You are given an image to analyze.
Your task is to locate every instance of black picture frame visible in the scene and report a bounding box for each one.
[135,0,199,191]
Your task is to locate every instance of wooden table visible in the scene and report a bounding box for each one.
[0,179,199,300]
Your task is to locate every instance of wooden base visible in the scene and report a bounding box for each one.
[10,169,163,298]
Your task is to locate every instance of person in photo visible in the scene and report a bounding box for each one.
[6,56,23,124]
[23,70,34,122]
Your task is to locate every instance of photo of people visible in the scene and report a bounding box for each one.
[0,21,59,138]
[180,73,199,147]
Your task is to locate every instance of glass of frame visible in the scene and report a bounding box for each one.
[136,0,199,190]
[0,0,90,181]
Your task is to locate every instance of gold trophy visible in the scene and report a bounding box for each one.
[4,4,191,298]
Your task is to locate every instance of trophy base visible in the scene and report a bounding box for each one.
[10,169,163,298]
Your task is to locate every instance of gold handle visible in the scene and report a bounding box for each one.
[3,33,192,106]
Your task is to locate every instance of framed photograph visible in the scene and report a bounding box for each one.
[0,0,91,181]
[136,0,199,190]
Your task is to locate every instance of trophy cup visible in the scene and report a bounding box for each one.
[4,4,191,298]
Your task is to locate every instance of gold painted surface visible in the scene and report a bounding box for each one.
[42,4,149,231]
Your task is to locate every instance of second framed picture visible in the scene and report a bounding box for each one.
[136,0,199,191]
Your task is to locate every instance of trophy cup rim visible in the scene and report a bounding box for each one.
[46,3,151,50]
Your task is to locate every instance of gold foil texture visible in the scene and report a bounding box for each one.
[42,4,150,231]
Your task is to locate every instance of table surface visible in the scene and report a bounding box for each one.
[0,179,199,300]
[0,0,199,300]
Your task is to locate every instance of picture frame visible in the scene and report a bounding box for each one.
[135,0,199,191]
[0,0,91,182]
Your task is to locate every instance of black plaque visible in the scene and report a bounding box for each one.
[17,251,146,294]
──────────────────────────────
State how many lines of the records above contain the word "black". Give only the number.

2